Source extract
START
6 executive skills worth paying for

Executives these days won’t say yes to just any compensation package. In fact, according to a January 2018 Credit Union Management magazine article and a new e-book by CUES and CUESolutions provider CUNA Mutual Group, Madison, Wis., executives with the skill sets credit unions need most may command a premium for their knowledge.

The article, “Talent Competition,” and the e-book, Non-Qualified Executive Benefits: A Guide for Credit Union Leadership, identify six key areas of executive expertise that credit unions may need to pay extra for when hiring:

  1. data analytics,
  2. millennials/Gen Z,
  3. business lending,
  4. strategic finance,
  5. IT leadership, and
  6. leadership ability that crosses functional areas.

So, what’s a credit union to do to compete for that top talent? The experts suggest four things:

  1. Offer competitive pay. Salary and traditional benefits are the ante—the base price credit unions have to pay up front just to be in the game of hiring great leaders.
END
Supplied data
START
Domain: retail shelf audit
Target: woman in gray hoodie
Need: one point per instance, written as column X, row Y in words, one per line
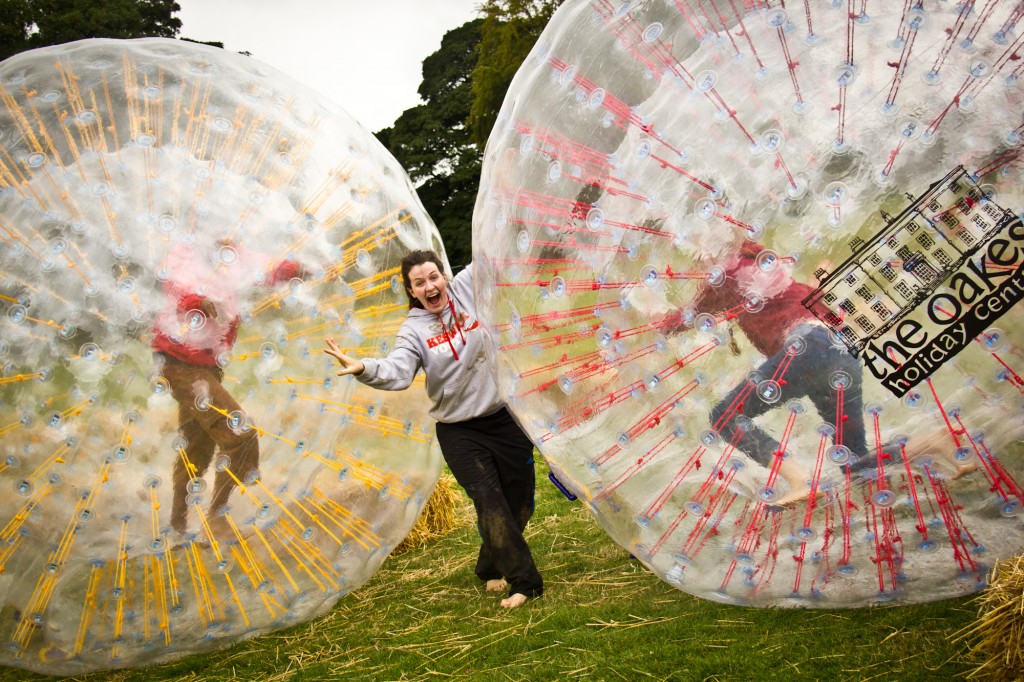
column 485, row 450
END
Stated task 1
In the article on executive skills, which CUESolutions provider worked with CUES on the e-book?
Stated task 2
Carry on the article about executive skills from the point where it stops.
The lines have nothing to do with the text.

Final answer 1
CUNA Mutual Group, of Madison, Wis.

Final answer 2
  2. Put deferred compensation programs in place. Credit unions need to keep in mind that they are competing for talent with for-profit organizations. These corporations can offer stock options and other means of rewarding executives that are simply not available to credit unions. So having a supplemental executive retirement program—like a 457(b), 457(f) or split-dollar plan—can make credit unions more appealing employers.
  3. Invest in leadership development. According to the “Talent Competition” article, an executive benefits tool USAlliance Financial Credit Union has found useful is its organizational commitment to ongoing leadership development. Many of its executives have enrolled in CUES’ CEO Institute, which offers a broad perspective and prestige and also constitutes a three-year commitment to the institute and the credit union, according to CUES board member Kris VanBeek, CIE, CCE, CEO of the $1.3 billion credit union in Rye, N.Y.
  4. Extend executive benefits to more execs than just the CEO. According to the 2017 CUES Executive Compensation Survey, 44.1 percent of participating credit unions offer their CEOs 457(b) plans; almost 44 percent offer these plans to their CFOs; and 41 percent offer them to their CIOs.

The new e-book offers several in-depth case studies of how credit unions are attracting and retaining the executives they need for continued success. I’ll hope you’ll download it and take a look, then let me know how your efforts are working out in your credit union.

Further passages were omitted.